| RECORDS SUPPLIED |
--- START ---
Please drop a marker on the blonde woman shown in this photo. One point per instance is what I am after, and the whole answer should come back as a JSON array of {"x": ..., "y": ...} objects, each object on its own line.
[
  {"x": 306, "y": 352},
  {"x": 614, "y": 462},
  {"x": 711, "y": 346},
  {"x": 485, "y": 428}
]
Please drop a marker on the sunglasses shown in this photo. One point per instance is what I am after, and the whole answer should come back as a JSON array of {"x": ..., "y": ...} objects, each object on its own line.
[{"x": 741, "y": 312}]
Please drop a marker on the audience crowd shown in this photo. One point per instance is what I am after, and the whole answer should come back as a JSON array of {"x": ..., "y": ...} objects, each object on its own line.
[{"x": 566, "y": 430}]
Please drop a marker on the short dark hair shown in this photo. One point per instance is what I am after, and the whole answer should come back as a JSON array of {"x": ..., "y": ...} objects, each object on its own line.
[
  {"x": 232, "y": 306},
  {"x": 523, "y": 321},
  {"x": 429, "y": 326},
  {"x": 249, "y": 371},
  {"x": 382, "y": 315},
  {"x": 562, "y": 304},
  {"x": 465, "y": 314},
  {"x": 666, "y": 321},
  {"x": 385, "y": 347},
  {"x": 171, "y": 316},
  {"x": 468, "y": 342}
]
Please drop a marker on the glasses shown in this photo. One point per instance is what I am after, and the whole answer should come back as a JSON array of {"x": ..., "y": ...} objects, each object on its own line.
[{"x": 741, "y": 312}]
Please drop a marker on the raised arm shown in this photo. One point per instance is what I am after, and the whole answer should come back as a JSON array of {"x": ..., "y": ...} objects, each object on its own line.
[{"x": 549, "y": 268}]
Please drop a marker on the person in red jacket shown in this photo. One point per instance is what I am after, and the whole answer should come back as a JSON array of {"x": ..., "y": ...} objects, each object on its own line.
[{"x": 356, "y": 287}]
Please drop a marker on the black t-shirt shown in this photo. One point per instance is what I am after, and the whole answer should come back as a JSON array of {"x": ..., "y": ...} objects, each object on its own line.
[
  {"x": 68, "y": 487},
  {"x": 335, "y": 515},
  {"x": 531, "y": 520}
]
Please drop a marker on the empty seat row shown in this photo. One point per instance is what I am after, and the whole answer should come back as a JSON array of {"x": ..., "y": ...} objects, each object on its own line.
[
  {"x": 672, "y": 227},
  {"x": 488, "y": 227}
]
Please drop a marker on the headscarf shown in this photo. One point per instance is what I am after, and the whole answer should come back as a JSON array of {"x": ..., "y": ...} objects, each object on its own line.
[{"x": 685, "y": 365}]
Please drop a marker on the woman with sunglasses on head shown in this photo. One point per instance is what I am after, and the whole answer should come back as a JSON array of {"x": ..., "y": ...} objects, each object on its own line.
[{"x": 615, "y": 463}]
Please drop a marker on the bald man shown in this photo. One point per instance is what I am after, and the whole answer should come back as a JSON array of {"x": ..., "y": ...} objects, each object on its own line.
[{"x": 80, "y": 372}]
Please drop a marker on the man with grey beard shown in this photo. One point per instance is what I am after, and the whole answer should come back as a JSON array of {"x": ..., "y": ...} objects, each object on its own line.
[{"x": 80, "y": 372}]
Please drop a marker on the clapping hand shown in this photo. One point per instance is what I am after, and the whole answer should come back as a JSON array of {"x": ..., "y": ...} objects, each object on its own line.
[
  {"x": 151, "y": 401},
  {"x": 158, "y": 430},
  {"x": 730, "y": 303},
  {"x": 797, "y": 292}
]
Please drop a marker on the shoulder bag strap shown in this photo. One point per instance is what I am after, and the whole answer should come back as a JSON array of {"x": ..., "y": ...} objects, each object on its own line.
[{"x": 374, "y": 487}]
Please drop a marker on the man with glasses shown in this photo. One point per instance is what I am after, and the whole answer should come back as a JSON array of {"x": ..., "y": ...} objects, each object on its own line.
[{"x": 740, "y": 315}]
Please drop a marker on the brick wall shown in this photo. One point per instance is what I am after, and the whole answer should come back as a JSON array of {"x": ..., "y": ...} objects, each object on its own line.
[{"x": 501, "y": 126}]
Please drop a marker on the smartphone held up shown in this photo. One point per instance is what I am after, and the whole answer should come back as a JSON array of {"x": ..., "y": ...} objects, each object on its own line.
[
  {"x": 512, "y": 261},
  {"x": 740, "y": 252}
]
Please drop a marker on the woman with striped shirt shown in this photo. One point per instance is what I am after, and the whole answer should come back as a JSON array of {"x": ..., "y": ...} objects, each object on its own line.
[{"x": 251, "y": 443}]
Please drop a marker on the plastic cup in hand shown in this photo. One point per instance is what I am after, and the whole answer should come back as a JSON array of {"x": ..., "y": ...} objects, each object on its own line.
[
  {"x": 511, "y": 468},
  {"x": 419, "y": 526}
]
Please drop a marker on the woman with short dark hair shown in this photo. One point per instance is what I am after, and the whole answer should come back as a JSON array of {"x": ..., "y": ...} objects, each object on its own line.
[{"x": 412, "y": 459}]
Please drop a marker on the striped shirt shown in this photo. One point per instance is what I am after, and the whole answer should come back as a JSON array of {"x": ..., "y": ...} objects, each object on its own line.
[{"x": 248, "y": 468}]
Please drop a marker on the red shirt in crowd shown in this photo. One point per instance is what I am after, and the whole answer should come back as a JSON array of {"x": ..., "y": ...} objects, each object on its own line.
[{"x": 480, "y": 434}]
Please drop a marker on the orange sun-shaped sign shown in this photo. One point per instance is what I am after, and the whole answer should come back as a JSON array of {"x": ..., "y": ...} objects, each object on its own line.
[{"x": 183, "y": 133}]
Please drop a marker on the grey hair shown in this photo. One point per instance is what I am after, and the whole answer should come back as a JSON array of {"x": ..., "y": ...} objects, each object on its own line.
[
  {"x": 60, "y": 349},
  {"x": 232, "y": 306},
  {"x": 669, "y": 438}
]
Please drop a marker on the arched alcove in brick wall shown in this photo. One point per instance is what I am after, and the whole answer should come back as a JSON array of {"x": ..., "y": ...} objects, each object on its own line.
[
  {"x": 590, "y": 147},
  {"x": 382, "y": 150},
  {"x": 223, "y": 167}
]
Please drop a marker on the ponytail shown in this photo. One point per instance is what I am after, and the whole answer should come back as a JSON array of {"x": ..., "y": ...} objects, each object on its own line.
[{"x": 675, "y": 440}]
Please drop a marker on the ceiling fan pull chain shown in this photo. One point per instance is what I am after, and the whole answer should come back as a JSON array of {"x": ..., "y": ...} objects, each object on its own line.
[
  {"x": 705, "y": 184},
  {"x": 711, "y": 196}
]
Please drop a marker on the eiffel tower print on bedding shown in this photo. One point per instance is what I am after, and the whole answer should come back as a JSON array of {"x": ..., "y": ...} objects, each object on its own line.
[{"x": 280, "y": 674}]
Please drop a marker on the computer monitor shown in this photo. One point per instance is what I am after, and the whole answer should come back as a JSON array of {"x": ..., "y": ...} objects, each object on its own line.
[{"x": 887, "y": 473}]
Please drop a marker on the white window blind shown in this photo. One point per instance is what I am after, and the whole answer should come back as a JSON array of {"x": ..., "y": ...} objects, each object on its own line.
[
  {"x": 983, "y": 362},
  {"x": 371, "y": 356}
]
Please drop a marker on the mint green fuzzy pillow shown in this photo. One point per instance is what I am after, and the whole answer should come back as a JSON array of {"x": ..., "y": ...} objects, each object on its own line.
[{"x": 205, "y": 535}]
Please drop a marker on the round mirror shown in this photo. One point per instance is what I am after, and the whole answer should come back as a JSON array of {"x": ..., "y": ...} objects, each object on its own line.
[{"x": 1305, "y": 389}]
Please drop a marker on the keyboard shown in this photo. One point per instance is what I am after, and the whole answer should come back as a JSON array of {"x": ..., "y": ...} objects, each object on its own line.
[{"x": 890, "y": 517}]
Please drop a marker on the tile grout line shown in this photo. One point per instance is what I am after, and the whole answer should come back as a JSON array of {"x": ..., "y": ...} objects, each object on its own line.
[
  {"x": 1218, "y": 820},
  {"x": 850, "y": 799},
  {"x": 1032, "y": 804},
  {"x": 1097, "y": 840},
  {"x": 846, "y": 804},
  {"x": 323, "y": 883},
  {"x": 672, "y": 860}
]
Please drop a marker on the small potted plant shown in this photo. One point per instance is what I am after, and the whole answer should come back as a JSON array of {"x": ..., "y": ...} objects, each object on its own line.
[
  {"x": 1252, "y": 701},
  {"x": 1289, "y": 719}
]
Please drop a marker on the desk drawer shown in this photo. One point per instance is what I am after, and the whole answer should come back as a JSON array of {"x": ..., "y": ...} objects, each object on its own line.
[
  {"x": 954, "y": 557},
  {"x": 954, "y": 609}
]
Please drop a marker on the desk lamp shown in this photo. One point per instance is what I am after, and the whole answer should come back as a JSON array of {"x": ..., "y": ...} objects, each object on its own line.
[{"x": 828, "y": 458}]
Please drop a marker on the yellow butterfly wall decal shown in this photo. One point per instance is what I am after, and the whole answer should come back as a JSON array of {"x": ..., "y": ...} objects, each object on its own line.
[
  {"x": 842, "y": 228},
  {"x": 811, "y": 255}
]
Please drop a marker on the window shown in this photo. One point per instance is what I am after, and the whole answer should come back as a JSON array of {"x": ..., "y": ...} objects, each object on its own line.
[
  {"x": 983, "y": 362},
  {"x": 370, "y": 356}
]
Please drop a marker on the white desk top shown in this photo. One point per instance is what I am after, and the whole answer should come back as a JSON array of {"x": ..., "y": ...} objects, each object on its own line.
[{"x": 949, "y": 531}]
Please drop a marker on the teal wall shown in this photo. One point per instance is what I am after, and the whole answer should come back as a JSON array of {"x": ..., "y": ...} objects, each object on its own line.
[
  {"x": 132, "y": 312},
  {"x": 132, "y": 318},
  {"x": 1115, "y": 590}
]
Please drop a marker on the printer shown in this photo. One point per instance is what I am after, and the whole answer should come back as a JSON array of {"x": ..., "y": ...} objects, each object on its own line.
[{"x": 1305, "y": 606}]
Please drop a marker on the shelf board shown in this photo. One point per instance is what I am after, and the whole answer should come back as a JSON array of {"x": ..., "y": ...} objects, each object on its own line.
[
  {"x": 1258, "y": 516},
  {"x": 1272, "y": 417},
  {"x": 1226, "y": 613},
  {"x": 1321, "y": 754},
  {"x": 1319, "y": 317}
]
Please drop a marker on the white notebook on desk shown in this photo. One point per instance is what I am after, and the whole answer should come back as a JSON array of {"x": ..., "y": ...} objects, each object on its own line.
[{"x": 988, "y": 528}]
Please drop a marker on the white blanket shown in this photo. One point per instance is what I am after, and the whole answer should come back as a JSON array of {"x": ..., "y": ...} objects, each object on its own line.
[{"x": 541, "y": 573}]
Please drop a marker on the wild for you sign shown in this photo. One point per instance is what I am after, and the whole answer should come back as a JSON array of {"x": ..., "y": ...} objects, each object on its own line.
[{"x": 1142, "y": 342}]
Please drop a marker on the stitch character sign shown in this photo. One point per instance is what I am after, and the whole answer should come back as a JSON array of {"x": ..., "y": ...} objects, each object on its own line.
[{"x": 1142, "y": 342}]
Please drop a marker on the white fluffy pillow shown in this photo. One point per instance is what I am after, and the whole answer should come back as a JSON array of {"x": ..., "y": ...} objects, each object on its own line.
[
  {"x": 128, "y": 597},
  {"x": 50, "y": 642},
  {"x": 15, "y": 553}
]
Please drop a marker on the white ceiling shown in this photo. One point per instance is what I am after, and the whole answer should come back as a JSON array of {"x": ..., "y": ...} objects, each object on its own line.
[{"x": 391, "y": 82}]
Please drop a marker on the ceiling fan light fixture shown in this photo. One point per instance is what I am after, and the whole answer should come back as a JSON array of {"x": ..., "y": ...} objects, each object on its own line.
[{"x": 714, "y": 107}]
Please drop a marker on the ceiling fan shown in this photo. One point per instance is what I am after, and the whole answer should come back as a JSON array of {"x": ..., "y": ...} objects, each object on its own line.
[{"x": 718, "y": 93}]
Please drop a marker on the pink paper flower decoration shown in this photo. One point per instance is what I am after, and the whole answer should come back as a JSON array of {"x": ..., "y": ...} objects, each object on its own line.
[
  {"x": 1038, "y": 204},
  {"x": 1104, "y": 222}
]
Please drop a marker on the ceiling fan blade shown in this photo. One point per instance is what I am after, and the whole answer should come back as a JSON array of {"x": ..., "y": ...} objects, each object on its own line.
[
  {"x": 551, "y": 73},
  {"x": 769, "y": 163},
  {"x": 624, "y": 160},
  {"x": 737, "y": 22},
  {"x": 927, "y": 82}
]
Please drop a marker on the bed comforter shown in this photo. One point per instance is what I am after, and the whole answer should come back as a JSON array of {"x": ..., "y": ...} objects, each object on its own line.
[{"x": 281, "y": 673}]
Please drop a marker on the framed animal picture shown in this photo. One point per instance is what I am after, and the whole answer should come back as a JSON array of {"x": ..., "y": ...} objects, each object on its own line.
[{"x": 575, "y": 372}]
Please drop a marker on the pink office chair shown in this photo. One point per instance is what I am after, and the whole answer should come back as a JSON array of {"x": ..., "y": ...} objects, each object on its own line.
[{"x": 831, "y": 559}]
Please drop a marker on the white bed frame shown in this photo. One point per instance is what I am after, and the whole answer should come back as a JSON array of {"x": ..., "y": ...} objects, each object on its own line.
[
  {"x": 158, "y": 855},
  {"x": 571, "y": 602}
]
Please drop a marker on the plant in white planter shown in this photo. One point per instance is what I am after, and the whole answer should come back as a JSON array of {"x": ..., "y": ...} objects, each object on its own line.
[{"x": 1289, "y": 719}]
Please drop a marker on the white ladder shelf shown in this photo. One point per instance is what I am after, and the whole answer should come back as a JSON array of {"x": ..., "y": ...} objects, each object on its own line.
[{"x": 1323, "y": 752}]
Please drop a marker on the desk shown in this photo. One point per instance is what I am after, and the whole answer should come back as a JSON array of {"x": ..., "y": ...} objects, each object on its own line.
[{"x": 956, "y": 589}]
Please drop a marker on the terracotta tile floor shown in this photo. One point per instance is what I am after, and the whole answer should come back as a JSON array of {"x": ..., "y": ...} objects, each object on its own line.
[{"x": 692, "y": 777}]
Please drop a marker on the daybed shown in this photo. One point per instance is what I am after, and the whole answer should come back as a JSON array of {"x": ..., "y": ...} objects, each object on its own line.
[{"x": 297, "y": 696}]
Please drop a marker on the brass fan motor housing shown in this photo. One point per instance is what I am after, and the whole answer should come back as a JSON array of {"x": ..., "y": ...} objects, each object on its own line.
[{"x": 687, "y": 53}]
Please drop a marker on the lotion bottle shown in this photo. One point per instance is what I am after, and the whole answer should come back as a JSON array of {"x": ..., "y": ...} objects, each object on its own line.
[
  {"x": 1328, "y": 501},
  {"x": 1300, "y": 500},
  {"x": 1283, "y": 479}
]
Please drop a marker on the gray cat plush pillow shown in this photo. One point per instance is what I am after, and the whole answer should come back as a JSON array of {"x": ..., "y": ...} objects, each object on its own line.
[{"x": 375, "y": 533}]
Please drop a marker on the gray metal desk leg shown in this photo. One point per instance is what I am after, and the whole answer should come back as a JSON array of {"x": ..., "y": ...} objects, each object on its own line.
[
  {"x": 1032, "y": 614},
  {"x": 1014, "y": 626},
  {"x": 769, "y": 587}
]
--- END ---
| TASK TO COMPLETE |
Only the lines from the one containing "Please drop a marker on the gray cat" to the end of the records should be repeated, exactly as they appear.

| SOLUTION TO THIS PROBLEM |
Please drop a marker on the gray cat plush pillow shown in this photo. One point per instance is what I am after, and the whole answer should come back as a JSON array of {"x": ..., "y": ...} objects, each object on its own line.
[{"x": 375, "y": 533}]
Please drop a marker on the gray metal desk leg shown in this photo. One point per instance is what I am after, and the whole answer should come back as a JSON array of {"x": ..., "y": ...} objects, each object on its own line.
[
  {"x": 1032, "y": 614},
  {"x": 1014, "y": 626},
  {"x": 769, "y": 587}
]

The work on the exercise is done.